_What needs to be done:_ Can you output all the material below as a two-column CSV with the headers "query" and "boxes", one row per request, putting the request text under "query" and its answer under "boxes"? Wrap each field in quotes and replace any line breaks inside a field with spaces.

Saved data entries
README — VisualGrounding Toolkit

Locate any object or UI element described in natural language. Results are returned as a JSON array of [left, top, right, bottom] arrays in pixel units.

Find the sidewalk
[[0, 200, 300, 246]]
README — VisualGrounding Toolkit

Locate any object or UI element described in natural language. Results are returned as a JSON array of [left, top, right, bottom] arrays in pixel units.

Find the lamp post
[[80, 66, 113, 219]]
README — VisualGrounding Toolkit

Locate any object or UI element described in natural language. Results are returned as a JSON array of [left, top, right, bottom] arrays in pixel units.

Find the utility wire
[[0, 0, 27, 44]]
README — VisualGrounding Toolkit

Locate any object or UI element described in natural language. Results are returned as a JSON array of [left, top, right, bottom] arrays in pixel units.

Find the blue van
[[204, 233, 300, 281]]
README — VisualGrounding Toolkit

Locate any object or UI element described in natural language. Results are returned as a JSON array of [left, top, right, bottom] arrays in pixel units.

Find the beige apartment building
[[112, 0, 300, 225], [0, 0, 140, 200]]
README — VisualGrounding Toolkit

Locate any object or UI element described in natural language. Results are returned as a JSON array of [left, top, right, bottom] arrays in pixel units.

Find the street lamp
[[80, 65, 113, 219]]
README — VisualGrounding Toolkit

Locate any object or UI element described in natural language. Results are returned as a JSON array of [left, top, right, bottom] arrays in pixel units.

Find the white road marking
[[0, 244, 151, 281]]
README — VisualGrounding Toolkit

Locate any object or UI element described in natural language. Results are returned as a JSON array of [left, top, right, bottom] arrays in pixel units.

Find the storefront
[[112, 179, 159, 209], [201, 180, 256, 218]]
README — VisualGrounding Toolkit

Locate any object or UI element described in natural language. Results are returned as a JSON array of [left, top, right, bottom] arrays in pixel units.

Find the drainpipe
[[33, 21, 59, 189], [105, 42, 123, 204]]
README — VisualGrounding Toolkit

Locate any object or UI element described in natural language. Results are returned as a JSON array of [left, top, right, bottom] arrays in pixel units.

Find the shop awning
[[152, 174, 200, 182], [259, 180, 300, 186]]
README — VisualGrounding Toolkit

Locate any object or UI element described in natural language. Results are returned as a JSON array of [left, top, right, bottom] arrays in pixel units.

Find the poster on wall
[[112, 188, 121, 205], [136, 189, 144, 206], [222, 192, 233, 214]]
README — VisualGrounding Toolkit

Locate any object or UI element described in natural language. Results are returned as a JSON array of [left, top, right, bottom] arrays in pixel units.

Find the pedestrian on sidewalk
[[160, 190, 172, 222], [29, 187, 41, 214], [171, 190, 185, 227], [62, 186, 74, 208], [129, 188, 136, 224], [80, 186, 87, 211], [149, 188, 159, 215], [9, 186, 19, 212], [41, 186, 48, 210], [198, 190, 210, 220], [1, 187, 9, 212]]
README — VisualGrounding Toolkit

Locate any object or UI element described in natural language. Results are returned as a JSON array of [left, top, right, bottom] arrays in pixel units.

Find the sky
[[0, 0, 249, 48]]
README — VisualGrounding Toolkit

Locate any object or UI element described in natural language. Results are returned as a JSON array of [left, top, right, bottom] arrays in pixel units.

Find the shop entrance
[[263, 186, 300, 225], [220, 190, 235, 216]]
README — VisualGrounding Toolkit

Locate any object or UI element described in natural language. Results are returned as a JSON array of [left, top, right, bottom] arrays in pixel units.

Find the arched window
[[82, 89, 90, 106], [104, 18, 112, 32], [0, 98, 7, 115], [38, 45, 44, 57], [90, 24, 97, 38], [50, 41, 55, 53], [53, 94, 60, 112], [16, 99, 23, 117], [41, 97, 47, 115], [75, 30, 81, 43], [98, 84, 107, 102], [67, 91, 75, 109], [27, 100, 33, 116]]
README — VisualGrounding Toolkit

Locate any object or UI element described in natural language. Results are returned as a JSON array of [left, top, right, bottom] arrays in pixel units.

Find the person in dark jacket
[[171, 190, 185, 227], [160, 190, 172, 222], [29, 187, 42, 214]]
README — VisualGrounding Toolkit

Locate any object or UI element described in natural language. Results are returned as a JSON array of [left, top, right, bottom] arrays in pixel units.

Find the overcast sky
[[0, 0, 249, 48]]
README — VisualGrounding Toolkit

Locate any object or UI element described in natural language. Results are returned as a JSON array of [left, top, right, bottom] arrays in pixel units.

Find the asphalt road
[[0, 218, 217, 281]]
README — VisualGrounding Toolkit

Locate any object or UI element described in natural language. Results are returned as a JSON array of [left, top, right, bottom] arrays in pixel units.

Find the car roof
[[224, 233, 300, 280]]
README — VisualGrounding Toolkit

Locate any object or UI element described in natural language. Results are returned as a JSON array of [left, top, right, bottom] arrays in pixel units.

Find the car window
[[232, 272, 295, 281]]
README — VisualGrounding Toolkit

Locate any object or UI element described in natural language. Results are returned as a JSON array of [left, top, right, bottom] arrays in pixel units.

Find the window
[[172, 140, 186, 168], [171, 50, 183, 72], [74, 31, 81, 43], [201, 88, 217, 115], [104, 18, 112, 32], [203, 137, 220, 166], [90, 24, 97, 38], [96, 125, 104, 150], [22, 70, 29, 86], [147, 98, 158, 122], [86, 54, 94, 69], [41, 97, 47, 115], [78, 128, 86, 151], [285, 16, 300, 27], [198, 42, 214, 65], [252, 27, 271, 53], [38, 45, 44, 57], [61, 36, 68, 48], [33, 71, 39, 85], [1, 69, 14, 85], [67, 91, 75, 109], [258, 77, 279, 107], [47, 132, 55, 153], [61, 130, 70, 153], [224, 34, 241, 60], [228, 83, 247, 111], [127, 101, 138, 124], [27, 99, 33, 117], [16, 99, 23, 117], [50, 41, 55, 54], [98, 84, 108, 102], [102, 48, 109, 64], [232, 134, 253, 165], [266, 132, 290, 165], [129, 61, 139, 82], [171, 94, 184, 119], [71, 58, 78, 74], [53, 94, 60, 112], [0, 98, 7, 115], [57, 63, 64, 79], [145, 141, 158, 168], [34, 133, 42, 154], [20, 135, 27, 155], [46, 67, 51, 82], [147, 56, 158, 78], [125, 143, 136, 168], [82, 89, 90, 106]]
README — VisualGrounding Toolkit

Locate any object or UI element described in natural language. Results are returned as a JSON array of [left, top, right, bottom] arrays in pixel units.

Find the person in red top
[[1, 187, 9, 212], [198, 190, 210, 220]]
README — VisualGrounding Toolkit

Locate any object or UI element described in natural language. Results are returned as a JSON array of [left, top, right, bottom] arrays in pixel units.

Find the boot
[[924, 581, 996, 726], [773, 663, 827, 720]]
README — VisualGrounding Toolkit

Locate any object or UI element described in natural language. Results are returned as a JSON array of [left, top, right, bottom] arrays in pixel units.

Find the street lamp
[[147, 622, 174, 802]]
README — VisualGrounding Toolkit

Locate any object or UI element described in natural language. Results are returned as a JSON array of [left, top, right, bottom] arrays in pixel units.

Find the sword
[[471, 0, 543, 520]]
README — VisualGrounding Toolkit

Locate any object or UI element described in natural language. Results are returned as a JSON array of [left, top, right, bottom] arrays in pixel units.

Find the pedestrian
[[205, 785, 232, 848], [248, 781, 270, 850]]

_Answer below:_
query,boxes
"README — VisualGrounding Toolkit Locate any object or UI element described in natural language. Results are returned as a JSON array of [left, top, right, bottom] arrays in pixel units. Find the sidewalk","[[0, 200, 300, 246]]"
"README — VisualGrounding Toolkit Locate any object or UI element described in natural language. Results are returned as a JSON array of [left, top, right, bottom] arrays in pixel units. Find the lamp post","[[80, 66, 113, 219]]"
"README — VisualGrounding Toolkit Locate any object or UI element described in natural language. Results are returned as a JSON array of [left, top, right, bottom] arrays in pixel units. Find the utility wire","[[0, 0, 27, 44]]"
"README — VisualGrounding Toolkit Locate any object or UI element described in natural language. Results are returned as a JSON array of [left, top, right, bottom] arrays in pixel units. Find the blue van","[[204, 233, 300, 281]]"
"README — VisualGrounding Toolkit Locate any object or UI element described in natural language. Results are returned as a JSON array of [left, top, right, bottom] arrays in pixel units. Find the beige apartment building","[[112, 0, 300, 225], [0, 0, 140, 200]]"
"README — VisualGrounding Toolkit Locate any object or UI element described in natural language. Results are returned as a JSON array of [left, top, right, bottom] arrays in pixel units. Find the street lamp","[[80, 65, 113, 219]]"
"README — VisualGrounding Toolkit Locate any object or UI element described in natural language. Results are returned as a JSON array of [left, top, right, bottom] arrays in pixel units. Find the white road marking","[[0, 244, 151, 281]]"
"README — VisualGrounding Toolkit Locate any object or UI element described in natural language. Results are returned as a JSON array of [left, top, right, bottom] arrays in pixel units. Find the storefront","[[112, 179, 159, 209], [201, 180, 256, 218]]"
"README — VisualGrounding Toolkit Locate any object or UI element described in natural language. Results are returned as a JSON array of [left, top, right, bottom] arrays in pixel units. Find the drainpipe","[[33, 21, 59, 189], [105, 42, 123, 204]]"
"README — VisualGrounding Toolkit Locate any object or UI element described in natural language. Results are returned as a JSON array of [left, top, right, bottom] arrays in pixel units. Find the shop awning","[[152, 174, 200, 182], [259, 180, 300, 186]]"
"README — VisualGrounding Toolkit Locate any object or UI element described in natural language. Results are returned as a JSON array of [left, top, right, bottom] arrays in pixel units. Find the poster on wall","[[112, 188, 121, 205], [136, 189, 144, 206], [222, 192, 233, 214]]"
"README — VisualGrounding Toolkit Locate any object or UI element described in natural language. Results are returned as a JSON array of [left, top, right, bottom] arrays in pixel units. Find the pedestrian on sidewalk","[[160, 190, 172, 222], [29, 187, 41, 214], [171, 190, 185, 227], [62, 186, 74, 208], [129, 188, 136, 224], [80, 186, 87, 211], [149, 188, 159, 215], [9, 186, 19, 212], [41, 186, 48, 210], [198, 190, 210, 220], [1, 187, 9, 212]]"
"README — VisualGrounding Toolkit Locate any object or UI element described in natural language. Results are returned as a JSON array of [left, top, right, bottom] arrays in pixel units. Find the sky","[[0, 0, 249, 48]]"
"README — VisualGrounding Toolkit Locate any object or UI element described in natural language. Results are returned as a JSON array of [left, top, right, bottom] arrays in pixel units. Find the shop entrance","[[263, 186, 300, 225], [220, 190, 235, 216]]"
"README — VisualGrounding Toolkit Locate any object or UI element described in natural language. Results are returned as a JSON array of [left, top, right, bottom] arrays in pixel units. Find the arched window","[[82, 89, 90, 106], [104, 18, 112, 32], [0, 98, 7, 115], [38, 45, 44, 57], [90, 24, 97, 38], [50, 41, 55, 53], [53, 94, 60, 112], [16, 99, 23, 117], [41, 97, 47, 115], [75, 30, 81, 43], [98, 84, 107, 102], [67, 91, 75, 109], [27, 100, 33, 116]]"
"README — VisualGrounding Toolkit Locate any object or UI element described in natural language. Results are returned as a JSON array of [left, top, right, bottom] arrays in pixel units. Find the person in dark jacket","[[171, 190, 185, 227], [160, 190, 172, 222], [29, 187, 42, 214]]"
"README — VisualGrounding Toolkit Locate any object or UI element described in natural language. Results are returned as a JSON array of [left, top, right, bottom] arrays in pixel units. Find the overcast sky","[[0, 0, 249, 48]]"
"README — VisualGrounding Toolkit Locate any object or UI element described in natural language. Results are returned as a JSON array of [left, top, right, bottom] arrays in pixel units. Find the asphalt road","[[0, 218, 217, 281]]"
"README — VisualGrounding Toolkit Locate any object or UI element described in natural language. Results are returned as a JSON array of [left, top, right, bottom] arrays in pixel units. Find the car roof","[[224, 233, 300, 280]]"
"README — VisualGrounding Toolkit Locate any object or UI element described in natural language. Results are returned as a JSON array of [left, top, right, bottom] arrays in pixel units. Find the car window","[[232, 272, 295, 281]]"
"README — VisualGrounding Toolkit Locate any object or UI element described in natural language. Results are returned as a JSON array of [left, top, right, bottom] arrays in pixel units. Find the window","[[172, 140, 186, 168], [171, 50, 183, 72], [74, 31, 81, 43], [201, 88, 217, 115], [104, 18, 112, 32], [203, 137, 220, 166], [90, 24, 97, 38], [96, 125, 104, 150], [22, 70, 29, 86], [147, 98, 158, 122], [86, 54, 94, 69], [41, 97, 47, 115], [78, 128, 86, 151], [285, 16, 300, 27], [198, 42, 214, 65], [252, 27, 271, 53], [38, 45, 44, 57], [61, 36, 68, 48], [33, 71, 39, 85], [1, 69, 14, 85], [67, 91, 75, 109], [258, 77, 279, 107], [47, 132, 55, 153], [61, 130, 70, 153], [224, 34, 241, 60], [228, 83, 247, 111], [127, 101, 138, 124], [27, 99, 33, 117], [16, 99, 23, 117], [50, 41, 55, 54], [98, 84, 108, 102], [102, 48, 109, 64], [232, 134, 253, 165], [266, 132, 290, 165], [129, 61, 139, 82], [171, 94, 184, 119], [71, 58, 78, 74], [53, 94, 60, 112], [0, 98, 7, 115], [57, 63, 64, 79], [145, 141, 158, 168], [34, 133, 42, 154], [20, 135, 27, 155], [46, 67, 51, 82], [147, 56, 158, 78], [125, 143, 136, 168], [82, 89, 90, 106]]"
"README — VisualGrounding Toolkit Locate any object or UI element described in natural language. Results are returned as a JSON array of [left, top, right, bottom] arrays in pixel units. Find the person in red top","[[1, 187, 9, 212], [198, 190, 210, 220]]"
"README — VisualGrounding Toolkit Locate any object or UI element described in natural language. Results are returned as a JSON array of [left, top, right, bottom] arrays in pixel units. Find the boot","[[924, 581, 996, 726], [773, 663, 827, 720]]"
"README — VisualGrounding Toolkit Locate any object or UI element described in natural language. Results are returned as a JSON array of [left, top, right, bottom] arrays in pixel units. Find the street lamp","[[147, 622, 174, 802]]"
"README — VisualGrounding Toolkit Locate any object or UI element described in natural language. Results are returned as a JSON array of [left, top, right, bottom] arrays in pixel units. Find the sword","[[471, 0, 543, 520]]"
"README — VisualGrounding Toolkit Locate any object or UI element described in natural language. Results are returned as a JSON array of [left, top, right, bottom] arrays in pixel units. Find the pedestrian","[[205, 785, 232, 848], [248, 781, 270, 850]]"